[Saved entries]
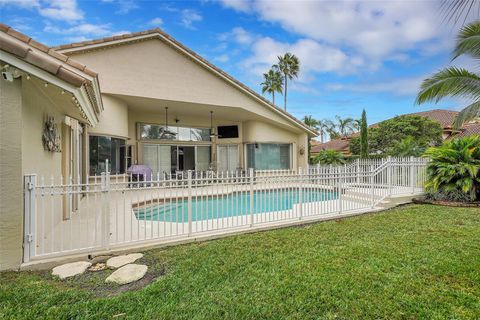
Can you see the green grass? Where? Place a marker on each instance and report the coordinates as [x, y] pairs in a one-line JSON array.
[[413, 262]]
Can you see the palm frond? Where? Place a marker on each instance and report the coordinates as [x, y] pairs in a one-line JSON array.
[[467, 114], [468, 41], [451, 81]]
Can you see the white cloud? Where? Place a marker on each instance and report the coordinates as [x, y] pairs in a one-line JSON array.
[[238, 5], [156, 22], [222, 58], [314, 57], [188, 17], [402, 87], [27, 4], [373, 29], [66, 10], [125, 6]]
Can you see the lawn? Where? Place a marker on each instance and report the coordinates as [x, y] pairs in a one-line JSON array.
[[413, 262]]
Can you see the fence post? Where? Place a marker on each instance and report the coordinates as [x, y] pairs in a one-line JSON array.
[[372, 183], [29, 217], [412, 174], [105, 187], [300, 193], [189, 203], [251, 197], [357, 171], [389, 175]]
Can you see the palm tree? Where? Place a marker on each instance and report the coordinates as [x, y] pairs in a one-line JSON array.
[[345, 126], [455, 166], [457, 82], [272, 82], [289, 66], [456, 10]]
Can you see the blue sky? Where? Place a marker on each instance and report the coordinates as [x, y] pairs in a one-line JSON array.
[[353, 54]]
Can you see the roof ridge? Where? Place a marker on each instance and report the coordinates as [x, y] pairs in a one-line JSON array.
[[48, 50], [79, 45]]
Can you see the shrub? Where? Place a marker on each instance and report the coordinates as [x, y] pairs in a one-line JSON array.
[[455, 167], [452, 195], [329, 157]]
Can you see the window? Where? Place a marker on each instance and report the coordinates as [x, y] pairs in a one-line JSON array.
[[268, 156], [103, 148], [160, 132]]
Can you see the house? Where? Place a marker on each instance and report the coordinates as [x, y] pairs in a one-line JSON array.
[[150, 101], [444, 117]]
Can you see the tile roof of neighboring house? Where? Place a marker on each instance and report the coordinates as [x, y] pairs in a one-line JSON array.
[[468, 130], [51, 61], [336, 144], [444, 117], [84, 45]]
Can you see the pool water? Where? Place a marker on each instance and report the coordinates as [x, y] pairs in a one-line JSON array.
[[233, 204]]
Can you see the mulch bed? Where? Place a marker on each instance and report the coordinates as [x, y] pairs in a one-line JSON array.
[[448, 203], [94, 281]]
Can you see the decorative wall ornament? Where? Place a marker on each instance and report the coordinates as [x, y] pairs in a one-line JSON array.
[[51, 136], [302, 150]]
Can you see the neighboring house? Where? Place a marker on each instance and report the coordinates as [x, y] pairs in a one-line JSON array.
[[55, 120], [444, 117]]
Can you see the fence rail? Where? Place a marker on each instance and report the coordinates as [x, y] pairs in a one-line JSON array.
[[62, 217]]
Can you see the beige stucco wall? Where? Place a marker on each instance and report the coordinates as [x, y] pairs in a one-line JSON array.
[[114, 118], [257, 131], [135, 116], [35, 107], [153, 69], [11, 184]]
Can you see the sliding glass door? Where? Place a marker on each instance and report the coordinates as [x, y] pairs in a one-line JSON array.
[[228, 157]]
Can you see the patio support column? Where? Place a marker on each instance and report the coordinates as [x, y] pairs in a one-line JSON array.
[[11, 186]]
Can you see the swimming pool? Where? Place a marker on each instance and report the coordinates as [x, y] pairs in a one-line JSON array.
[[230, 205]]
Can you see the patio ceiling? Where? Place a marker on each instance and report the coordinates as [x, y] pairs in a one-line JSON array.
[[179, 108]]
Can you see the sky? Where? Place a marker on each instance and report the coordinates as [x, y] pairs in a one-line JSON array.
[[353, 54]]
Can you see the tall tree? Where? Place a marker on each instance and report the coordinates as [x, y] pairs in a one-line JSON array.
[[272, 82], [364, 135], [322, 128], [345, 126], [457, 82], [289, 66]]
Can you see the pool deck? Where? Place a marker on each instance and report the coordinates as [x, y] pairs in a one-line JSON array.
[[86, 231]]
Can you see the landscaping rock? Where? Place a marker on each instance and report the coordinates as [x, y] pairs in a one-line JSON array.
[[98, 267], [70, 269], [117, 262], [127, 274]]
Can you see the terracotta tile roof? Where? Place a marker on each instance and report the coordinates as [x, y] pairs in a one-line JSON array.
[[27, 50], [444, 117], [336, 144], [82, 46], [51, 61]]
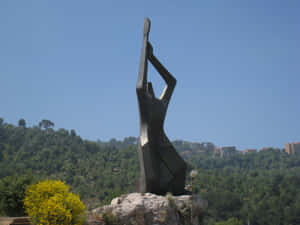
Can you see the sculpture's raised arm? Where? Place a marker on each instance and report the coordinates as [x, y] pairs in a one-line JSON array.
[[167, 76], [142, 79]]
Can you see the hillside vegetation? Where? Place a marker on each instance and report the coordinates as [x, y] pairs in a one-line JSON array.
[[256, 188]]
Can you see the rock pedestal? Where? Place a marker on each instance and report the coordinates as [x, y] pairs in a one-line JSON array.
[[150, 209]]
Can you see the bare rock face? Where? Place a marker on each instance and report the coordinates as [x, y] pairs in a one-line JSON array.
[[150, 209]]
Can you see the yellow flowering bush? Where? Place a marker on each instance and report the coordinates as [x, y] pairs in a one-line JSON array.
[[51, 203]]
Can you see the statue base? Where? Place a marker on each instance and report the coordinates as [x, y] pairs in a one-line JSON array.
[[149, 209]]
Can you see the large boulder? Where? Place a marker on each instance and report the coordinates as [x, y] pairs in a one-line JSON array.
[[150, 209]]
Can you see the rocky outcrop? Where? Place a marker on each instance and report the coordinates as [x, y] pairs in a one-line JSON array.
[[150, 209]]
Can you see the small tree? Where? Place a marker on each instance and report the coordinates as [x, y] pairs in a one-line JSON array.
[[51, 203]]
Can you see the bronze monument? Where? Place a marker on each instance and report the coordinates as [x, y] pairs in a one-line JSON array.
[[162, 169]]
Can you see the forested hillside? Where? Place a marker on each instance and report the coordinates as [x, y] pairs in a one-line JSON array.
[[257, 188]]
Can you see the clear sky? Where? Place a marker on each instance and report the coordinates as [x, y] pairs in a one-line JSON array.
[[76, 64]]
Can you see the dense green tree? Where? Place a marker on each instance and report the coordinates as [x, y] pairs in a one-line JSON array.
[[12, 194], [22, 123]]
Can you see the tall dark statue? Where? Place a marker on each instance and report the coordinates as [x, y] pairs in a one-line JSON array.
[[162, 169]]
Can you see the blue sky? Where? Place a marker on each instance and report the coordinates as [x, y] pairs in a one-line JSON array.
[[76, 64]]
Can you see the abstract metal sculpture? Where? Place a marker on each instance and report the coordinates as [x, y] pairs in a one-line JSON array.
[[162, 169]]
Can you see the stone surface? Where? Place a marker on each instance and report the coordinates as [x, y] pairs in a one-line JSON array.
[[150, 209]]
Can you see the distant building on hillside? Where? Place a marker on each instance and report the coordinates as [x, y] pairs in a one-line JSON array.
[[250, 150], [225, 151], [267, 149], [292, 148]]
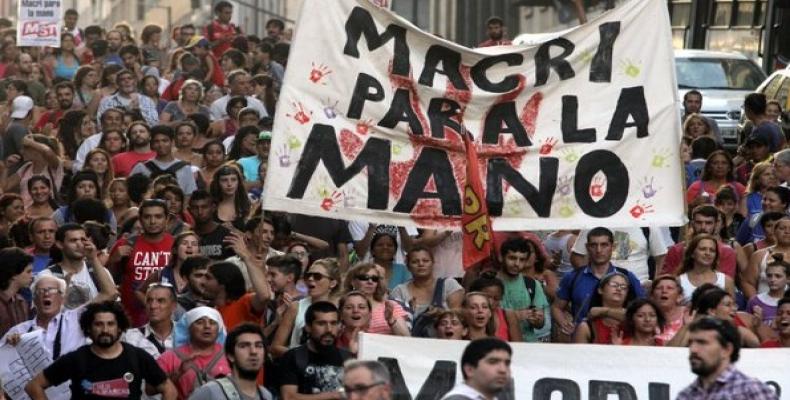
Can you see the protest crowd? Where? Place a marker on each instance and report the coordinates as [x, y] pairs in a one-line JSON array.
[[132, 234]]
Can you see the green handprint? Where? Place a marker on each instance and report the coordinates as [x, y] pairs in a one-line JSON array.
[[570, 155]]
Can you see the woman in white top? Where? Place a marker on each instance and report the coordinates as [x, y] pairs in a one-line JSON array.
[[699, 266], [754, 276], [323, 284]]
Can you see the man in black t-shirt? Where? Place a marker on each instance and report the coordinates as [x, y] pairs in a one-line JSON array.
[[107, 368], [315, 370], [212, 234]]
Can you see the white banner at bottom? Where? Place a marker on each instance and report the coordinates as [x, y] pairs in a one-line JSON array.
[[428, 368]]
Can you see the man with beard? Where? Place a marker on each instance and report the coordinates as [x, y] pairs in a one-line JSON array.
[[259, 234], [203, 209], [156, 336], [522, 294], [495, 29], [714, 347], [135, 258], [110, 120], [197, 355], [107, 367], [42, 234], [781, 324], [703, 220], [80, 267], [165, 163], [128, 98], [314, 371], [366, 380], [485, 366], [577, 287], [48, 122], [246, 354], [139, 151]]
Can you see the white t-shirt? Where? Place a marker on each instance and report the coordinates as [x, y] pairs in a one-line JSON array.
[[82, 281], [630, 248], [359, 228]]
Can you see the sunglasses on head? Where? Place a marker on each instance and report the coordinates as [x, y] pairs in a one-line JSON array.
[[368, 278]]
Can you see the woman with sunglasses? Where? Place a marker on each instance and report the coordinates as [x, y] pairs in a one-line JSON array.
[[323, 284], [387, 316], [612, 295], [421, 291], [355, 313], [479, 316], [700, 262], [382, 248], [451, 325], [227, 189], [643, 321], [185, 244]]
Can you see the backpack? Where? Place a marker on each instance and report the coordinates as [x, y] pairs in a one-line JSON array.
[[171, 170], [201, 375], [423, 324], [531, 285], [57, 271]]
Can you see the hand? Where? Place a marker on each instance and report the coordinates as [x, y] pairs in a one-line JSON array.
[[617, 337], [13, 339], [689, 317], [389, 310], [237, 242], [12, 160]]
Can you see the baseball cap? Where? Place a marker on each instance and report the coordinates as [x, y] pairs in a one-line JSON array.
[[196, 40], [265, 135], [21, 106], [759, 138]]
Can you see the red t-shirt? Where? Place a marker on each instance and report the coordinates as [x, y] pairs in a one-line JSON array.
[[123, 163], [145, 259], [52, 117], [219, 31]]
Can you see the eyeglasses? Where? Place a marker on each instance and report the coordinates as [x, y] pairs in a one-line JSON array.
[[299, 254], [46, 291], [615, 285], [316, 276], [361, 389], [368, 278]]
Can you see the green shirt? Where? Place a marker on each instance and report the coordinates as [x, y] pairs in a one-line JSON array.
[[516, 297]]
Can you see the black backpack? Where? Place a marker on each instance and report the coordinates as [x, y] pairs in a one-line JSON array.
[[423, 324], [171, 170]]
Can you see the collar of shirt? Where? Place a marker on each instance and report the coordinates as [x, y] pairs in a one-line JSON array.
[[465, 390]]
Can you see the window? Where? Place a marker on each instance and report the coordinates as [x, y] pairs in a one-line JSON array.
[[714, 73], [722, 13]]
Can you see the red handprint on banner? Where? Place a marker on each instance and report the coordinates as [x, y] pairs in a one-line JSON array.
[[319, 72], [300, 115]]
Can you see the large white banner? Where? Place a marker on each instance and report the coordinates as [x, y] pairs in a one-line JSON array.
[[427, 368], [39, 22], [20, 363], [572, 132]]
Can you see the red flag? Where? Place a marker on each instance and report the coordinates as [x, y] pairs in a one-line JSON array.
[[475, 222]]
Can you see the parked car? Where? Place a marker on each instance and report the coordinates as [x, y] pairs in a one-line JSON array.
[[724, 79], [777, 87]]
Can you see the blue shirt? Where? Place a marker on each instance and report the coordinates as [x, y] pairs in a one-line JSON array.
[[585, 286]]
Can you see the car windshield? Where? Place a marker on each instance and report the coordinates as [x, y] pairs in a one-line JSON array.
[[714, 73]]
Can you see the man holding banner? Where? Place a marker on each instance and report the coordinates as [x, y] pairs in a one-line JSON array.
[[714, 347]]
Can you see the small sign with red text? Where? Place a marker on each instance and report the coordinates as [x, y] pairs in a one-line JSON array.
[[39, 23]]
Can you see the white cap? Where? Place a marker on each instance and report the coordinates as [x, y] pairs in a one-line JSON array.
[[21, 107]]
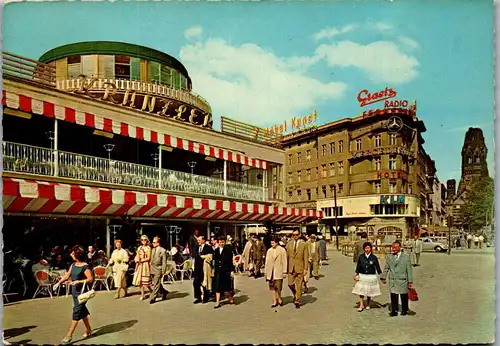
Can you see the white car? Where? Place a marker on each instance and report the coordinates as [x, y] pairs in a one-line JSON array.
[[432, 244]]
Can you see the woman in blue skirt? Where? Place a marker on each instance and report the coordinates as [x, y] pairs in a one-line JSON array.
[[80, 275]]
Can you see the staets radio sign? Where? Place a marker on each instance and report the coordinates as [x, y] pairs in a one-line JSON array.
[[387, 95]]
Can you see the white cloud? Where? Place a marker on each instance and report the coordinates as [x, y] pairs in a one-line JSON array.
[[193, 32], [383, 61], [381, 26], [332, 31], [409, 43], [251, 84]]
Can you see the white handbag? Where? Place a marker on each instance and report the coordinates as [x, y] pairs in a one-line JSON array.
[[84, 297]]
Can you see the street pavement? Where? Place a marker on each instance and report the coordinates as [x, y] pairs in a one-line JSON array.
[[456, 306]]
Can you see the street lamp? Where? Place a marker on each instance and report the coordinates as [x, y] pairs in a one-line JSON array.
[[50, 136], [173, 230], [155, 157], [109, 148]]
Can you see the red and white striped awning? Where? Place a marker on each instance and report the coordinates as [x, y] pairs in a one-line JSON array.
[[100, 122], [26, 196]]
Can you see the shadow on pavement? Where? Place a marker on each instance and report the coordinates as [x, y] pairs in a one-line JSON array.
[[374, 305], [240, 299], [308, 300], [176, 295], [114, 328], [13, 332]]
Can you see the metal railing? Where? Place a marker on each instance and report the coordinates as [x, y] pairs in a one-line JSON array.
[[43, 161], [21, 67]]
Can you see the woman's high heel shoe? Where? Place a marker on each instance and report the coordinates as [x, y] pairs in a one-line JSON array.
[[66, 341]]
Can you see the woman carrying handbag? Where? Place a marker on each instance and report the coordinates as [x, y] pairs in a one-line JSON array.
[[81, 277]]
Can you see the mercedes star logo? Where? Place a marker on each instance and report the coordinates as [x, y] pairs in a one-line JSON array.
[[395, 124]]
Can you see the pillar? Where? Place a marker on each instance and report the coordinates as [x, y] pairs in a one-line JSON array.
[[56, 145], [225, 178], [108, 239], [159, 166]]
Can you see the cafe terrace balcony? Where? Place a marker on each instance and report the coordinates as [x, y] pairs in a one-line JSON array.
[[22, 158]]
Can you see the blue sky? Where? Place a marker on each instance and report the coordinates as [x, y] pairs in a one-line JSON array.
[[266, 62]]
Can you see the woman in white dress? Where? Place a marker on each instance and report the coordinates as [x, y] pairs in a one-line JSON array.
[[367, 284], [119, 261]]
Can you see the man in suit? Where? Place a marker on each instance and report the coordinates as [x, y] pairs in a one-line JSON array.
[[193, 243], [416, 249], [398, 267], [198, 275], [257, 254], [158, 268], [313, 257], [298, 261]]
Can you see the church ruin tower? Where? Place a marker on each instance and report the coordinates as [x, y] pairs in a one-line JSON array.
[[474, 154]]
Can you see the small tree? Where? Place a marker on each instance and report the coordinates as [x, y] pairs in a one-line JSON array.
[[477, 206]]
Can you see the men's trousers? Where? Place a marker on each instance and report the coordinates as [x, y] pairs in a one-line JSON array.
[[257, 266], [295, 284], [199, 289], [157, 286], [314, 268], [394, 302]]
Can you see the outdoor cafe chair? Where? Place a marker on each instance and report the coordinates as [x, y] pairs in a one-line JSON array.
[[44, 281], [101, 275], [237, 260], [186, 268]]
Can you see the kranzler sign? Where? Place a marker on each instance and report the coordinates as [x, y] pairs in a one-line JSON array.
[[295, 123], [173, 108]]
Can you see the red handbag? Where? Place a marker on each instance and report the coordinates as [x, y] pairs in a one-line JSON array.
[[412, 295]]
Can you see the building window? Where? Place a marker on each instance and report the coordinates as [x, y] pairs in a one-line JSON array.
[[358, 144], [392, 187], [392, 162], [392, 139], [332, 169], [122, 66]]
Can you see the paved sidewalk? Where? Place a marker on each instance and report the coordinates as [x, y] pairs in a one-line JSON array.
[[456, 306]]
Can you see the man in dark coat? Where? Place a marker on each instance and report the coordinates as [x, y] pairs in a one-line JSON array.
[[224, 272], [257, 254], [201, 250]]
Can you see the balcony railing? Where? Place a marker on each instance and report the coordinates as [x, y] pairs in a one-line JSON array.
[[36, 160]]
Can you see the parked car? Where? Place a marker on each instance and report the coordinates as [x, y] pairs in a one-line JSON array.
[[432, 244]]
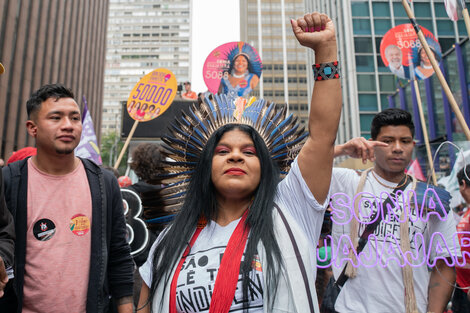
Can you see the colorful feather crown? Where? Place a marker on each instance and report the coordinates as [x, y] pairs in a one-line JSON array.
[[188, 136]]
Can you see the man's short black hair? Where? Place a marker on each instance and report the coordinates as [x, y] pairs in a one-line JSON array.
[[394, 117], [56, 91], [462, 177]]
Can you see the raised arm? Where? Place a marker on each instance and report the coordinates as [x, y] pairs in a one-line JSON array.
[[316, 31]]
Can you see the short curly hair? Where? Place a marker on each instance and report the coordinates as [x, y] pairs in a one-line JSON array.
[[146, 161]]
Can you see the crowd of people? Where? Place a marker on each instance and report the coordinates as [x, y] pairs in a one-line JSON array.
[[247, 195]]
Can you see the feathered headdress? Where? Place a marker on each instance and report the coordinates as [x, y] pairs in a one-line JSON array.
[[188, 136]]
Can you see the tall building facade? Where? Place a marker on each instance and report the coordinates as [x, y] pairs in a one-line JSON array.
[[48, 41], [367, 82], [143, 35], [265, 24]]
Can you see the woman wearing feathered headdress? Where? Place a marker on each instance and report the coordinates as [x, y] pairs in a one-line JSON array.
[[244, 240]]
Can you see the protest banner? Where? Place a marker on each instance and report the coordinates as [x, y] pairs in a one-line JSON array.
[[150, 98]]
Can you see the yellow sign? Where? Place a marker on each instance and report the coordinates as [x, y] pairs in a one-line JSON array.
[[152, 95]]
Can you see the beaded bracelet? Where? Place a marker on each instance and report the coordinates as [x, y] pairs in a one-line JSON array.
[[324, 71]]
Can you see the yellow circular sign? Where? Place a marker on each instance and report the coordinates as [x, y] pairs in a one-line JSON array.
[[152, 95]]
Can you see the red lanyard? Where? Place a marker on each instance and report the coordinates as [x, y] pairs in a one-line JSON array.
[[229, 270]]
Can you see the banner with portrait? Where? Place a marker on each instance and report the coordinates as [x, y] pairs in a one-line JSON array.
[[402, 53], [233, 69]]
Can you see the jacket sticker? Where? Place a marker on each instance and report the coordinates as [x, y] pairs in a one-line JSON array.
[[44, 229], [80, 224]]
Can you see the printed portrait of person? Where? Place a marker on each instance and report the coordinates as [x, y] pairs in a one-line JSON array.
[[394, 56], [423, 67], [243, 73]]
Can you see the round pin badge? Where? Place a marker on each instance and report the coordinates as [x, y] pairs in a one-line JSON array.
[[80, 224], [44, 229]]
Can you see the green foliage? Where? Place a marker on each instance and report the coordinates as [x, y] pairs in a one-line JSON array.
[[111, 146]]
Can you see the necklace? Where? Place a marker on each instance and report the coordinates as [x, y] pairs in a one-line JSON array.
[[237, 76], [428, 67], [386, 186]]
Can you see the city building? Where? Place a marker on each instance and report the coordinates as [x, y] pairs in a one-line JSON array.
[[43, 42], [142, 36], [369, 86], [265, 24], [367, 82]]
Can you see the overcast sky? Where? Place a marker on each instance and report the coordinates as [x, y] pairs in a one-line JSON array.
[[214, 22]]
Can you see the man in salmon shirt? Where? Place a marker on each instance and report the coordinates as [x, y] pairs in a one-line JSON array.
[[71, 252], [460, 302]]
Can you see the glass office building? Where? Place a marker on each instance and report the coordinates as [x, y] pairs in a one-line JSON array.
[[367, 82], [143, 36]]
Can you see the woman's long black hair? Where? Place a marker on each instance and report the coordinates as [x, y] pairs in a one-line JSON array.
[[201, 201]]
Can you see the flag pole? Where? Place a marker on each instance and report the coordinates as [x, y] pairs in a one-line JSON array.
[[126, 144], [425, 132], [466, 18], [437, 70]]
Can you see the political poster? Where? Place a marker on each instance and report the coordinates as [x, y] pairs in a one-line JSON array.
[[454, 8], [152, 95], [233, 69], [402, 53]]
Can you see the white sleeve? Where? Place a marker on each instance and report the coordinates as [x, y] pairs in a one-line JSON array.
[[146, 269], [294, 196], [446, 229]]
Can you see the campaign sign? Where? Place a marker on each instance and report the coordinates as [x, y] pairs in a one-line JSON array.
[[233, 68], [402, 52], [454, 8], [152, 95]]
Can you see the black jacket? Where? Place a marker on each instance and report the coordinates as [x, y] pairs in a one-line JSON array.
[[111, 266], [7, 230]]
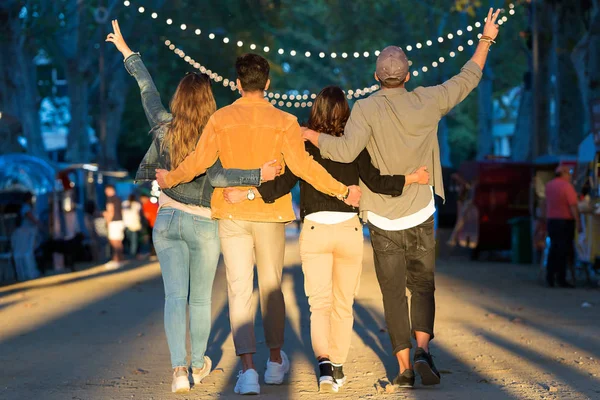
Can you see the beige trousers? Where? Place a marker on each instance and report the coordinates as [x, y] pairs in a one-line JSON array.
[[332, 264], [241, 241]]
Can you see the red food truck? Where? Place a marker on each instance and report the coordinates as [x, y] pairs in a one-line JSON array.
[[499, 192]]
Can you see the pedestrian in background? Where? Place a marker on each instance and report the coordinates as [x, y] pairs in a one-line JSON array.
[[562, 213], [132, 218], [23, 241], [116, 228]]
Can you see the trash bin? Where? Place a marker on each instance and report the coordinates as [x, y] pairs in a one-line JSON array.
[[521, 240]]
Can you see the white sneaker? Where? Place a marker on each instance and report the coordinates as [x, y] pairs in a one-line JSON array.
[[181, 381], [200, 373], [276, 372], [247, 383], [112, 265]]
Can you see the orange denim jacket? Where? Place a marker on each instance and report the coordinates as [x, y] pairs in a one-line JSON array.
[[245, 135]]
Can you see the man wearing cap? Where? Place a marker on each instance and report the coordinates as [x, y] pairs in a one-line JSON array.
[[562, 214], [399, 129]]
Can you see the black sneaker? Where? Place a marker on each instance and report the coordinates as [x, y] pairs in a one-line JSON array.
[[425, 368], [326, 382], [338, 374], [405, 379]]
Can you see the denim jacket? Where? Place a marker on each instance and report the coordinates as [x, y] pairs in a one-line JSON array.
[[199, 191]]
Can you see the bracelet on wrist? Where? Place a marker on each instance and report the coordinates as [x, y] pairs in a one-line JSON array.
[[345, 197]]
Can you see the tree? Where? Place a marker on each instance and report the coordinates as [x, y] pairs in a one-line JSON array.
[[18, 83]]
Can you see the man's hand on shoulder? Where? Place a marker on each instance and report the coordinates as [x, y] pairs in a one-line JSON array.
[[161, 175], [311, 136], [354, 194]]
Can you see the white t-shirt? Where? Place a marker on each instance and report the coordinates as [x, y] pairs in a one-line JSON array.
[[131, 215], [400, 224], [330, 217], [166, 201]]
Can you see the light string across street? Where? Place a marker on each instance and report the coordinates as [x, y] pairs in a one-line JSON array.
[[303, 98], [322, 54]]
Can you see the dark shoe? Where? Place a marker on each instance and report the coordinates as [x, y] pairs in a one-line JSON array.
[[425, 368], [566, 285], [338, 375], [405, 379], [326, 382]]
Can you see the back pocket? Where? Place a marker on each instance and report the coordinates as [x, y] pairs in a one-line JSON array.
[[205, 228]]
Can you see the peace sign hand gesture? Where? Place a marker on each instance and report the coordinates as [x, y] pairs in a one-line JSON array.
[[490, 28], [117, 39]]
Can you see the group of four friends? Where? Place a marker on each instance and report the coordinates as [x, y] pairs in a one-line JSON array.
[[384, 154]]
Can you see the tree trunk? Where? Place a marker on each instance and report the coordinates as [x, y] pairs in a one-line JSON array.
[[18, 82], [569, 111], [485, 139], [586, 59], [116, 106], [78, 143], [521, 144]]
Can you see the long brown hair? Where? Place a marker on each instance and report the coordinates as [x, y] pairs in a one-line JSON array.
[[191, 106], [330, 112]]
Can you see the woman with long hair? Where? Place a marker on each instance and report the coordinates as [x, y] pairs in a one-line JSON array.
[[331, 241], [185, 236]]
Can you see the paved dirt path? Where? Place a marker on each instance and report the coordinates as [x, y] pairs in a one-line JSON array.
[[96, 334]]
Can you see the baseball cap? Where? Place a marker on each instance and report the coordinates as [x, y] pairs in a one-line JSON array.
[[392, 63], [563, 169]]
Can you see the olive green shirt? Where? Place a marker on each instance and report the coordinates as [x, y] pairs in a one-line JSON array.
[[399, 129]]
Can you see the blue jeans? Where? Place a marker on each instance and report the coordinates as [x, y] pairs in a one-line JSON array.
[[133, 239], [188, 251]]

_Problem requirements_. Rewrite the records from the start of the saved entries up to and including the line with "[[467, 114], [468, 41], [451, 81]]", changing "palm frond" to "palm leaf" and keeping everything else the same. Omit the pictures from your answer.

_Result of this task_.
Can you see the green grass? Where? Place a marker on each instance and report the coordinates as [x, y] pairs in a one-line JSON array.
[[413, 262]]
Can you see the palm leaf? Where? Place a marker on each instance and report the coordinates as [x, y] pairs in a one-line JSON array.
[[467, 114], [468, 41], [451, 81]]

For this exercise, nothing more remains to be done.